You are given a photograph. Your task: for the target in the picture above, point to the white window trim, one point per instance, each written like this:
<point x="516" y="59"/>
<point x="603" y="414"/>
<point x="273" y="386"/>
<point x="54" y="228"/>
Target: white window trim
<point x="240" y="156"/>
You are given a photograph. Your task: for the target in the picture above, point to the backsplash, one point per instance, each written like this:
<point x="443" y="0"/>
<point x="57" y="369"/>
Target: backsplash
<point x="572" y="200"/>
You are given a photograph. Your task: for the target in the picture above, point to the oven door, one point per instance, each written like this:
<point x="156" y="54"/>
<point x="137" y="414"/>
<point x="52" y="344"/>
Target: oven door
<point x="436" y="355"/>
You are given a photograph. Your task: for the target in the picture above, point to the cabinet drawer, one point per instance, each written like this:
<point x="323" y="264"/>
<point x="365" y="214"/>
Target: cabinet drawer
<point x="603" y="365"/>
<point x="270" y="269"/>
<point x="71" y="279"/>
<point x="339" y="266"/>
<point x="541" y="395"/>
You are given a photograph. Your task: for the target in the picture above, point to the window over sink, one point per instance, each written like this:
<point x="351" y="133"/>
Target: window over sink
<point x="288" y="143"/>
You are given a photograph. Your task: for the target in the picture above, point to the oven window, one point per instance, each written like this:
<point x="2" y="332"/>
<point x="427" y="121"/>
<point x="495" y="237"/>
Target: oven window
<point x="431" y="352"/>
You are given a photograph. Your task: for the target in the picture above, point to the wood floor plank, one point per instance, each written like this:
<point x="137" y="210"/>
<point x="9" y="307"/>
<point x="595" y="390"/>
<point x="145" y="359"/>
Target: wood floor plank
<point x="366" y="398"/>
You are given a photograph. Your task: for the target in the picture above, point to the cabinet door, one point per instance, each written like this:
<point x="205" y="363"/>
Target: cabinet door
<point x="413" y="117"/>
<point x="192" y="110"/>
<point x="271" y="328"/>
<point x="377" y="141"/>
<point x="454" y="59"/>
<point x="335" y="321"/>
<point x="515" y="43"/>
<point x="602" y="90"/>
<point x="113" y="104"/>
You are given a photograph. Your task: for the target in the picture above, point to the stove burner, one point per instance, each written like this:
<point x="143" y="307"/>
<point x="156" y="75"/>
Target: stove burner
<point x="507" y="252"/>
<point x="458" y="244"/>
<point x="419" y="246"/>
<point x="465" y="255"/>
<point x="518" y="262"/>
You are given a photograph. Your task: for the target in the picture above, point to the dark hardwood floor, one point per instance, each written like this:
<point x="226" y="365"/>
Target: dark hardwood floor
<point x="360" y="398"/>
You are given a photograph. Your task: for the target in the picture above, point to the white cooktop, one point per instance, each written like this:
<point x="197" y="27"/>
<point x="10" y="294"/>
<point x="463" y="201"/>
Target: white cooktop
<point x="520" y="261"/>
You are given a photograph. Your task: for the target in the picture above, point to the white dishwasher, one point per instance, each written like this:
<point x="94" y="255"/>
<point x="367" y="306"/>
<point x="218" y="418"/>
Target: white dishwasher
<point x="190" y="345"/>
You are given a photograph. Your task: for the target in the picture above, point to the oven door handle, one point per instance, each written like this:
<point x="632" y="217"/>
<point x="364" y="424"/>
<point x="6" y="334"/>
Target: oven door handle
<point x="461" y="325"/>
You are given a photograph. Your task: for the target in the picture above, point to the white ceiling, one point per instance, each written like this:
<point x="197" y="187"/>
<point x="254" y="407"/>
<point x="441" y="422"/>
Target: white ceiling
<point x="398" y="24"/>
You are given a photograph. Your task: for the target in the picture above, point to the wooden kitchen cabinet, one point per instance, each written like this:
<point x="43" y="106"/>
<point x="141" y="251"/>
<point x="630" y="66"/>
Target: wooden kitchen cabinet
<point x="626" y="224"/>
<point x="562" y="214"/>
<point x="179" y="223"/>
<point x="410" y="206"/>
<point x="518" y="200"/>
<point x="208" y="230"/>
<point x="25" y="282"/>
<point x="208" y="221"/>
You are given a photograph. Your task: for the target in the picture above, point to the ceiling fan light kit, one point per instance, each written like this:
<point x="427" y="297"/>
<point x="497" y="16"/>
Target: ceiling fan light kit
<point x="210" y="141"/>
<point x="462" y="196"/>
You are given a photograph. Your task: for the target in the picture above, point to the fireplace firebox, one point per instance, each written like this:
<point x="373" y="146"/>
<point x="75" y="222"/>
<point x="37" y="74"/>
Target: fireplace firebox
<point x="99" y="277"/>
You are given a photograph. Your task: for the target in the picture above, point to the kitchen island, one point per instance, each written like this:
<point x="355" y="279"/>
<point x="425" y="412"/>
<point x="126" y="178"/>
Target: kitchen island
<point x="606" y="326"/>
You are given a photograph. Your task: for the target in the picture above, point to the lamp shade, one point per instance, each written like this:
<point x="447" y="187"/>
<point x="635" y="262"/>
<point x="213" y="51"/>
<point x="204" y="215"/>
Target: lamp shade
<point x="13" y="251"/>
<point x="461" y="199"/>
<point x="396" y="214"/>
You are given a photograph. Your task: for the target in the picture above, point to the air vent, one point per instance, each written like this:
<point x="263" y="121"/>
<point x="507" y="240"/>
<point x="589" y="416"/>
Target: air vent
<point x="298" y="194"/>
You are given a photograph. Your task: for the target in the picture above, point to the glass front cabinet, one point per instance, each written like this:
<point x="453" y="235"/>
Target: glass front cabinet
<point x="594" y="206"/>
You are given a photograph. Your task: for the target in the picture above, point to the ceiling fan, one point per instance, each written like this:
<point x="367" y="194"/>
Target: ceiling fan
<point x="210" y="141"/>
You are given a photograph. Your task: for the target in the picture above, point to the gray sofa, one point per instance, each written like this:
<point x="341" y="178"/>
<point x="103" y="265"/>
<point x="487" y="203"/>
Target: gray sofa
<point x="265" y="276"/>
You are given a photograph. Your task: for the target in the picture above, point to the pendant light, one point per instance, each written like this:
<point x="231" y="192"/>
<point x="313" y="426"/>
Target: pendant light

##############################

[Written exercise]:
Rewrite all of the records above, replacing "one point per instance" with "one point for each instance" wherever it occurs and leaving everything else unchanged.

[The answer]:
You are given a photograph. Your task: for the target in the picture above, point to the white window trim, one point for each instance, each written like this:
<point x="516" y="59"/>
<point x="603" y="414"/>
<point x="273" y="386"/>
<point x="54" y="228"/>
Target: white window trim
<point x="240" y="156"/>
You are given a photograph. Your task: for the target in the picture above, point to the backsplash, one point for each instance, each written like this:
<point x="443" y="0"/>
<point x="57" y="369"/>
Target: backsplash
<point x="572" y="200"/>
You are given a photograph. Your task: for the target in the picture above, point to the oven door, one point for each instance, each written like this:
<point x="156" y="54"/>
<point x="137" y="414"/>
<point x="52" y="344"/>
Target: oven door
<point x="436" y="355"/>
You are given a photograph. Your task: for the target in the picture above, point to the cabinet drawer, one point for each instance, each written like this:
<point x="323" y="264"/>
<point x="365" y="214"/>
Target: cabinet drawer
<point x="603" y="365"/>
<point x="270" y="269"/>
<point x="71" y="279"/>
<point x="339" y="266"/>
<point x="541" y="395"/>
You are given a photograph. Your task: for the target in the picture above, point to the window over sink, one point for each instance, each written like this:
<point x="351" y="133"/>
Target: window over sink
<point x="288" y="143"/>
You are given a photograph. Your task: for the target in the picture above, point to the oven window, one point for each instance, each written like this:
<point x="2" y="332"/>
<point x="427" y="121"/>
<point x="495" y="237"/>
Target: oven window
<point x="431" y="352"/>
You are given a photograph. Your task: for the target in the picture above, point to the wood floor plank, one point for each instance, each written like this:
<point x="137" y="210"/>
<point x="9" y="307"/>
<point x="595" y="390"/>
<point x="145" y="359"/>
Target: wood floor plank
<point x="366" y="398"/>
You are given a photograph. Your task: for the target in the picture above, point to the cabinet door, one point for each instance, each written like this:
<point x="205" y="363"/>
Target: cabinet door
<point x="413" y="117"/>
<point x="192" y="110"/>
<point x="271" y="328"/>
<point x="377" y="141"/>
<point x="454" y="59"/>
<point x="335" y="321"/>
<point x="515" y="43"/>
<point x="602" y="90"/>
<point x="113" y="104"/>
You are given a photograph. Your task: for the target in the picture above, point to the stove burner, one point for each instance, each written like this:
<point x="143" y="307"/>
<point x="156" y="75"/>
Target: stove burner
<point x="507" y="252"/>
<point x="458" y="244"/>
<point x="419" y="246"/>
<point x="465" y="255"/>
<point x="518" y="262"/>
You are given a photograph. Your task: for the target in the picture above, point to the dark hardwood floor, one point for each instance, each written like this:
<point x="226" y="365"/>
Target: dark hardwood floor
<point x="360" y="398"/>
You are given a photograph. Your task: for the target in the picture above, point to the white cooktop, one point for each instance, each written like this:
<point x="197" y="27"/>
<point x="10" y="294"/>
<point x="463" y="201"/>
Target: white cooktop
<point x="520" y="261"/>
You are given a photograph. Your task: for the target in the picture above, point to the white dishwasher, one point for each instance, each written like this:
<point x="94" y="255"/>
<point x="367" y="306"/>
<point x="218" y="418"/>
Target: white dishwasher
<point x="190" y="345"/>
You are given a photograph. Your task: for the target in the picture above, point to the oven door handle, one point for each instance, each written like this:
<point x="632" y="217"/>
<point x="364" y="424"/>
<point x="6" y="334"/>
Target: oven door handle
<point x="461" y="325"/>
You are given a photograph. Your task: for the target in the picture above, point to the white ceiling, one point for each instance, each written like this:
<point x="197" y="187"/>
<point x="254" y="407"/>
<point x="441" y="422"/>
Target: white ceiling
<point x="398" y="24"/>
You are given a photograph. Your task: for the target in the picture above, point to the wooden kitchen cabinet, one point for each instance, each written like this:
<point x="43" y="106"/>
<point x="141" y="251"/>
<point x="630" y="66"/>
Target: wooden kitchen cabinet
<point x="626" y="224"/>
<point x="562" y="214"/>
<point x="179" y="223"/>
<point x="410" y="206"/>
<point x="518" y="200"/>
<point x="208" y="230"/>
<point x="25" y="282"/>
<point x="208" y="221"/>
You are given a photograph. Your task: for the target in the picture above, point to the ceiling fan light kit, one point for each instance, each written like this:
<point x="427" y="297"/>
<point x="497" y="16"/>
Target: ceiling fan light kit
<point x="210" y="141"/>
<point x="462" y="196"/>
You are given a photograph. Your task: for the target in the picture above, point to the fireplace firebox, one point for each instance, each written like this:
<point x="373" y="146"/>
<point x="75" y="222"/>
<point x="37" y="74"/>
Target: fireplace firebox
<point x="99" y="277"/>
You are given a photograph. Your task: for the target in the picture above, point to the kitchen island, one point for each instance, each written like this:
<point x="355" y="279"/>
<point x="425" y="412"/>
<point x="126" y="178"/>
Target: kitchen island
<point x="606" y="326"/>
You are given a photograph. Your task: for the target in the picture above, point to the lamp shade, one point for each instance, each written like this:
<point x="447" y="187"/>
<point x="635" y="262"/>
<point x="213" y="51"/>
<point x="204" y="215"/>
Target: lamp shade
<point x="13" y="251"/>
<point x="461" y="199"/>
<point x="396" y="214"/>
You are given a photograph. Your task: for the target in the picture above, point to the air vent, one point for each instance, each written like this:
<point x="263" y="121"/>
<point x="507" y="240"/>
<point x="589" y="416"/>
Target: air vent
<point x="298" y="194"/>
You are given a photograph. Your task: for the target in the picture above, point to the glass front cabinet, one point for each instance, each written like this:
<point x="453" y="235"/>
Target: glass front cabinet
<point x="594" y="206"/>
You are given a photograph. Your task: for the target in the picture above, point to the ceiling fan, one point for each instance, each written like this:
<point x="367" y="194"/>
Target: ceiling fan
<point x="210" y="141"/>
You are given a photograph. Your task: for the target in the picture above, point to the gray sofa, one point for each instance, each written like this:
<point x="341" y="178"/>
<point x="103" y="265"/>
<point x="487" y="203"/>
Target: gray sofa
<point x="265" y="276"/>
You are given a photograph. Your task: for the target in the picture above, point to the pendant light, one point for each instance, each written like this:
<point x="231" y="192"/>
<point x="313" y="426"/>
Target: pendant light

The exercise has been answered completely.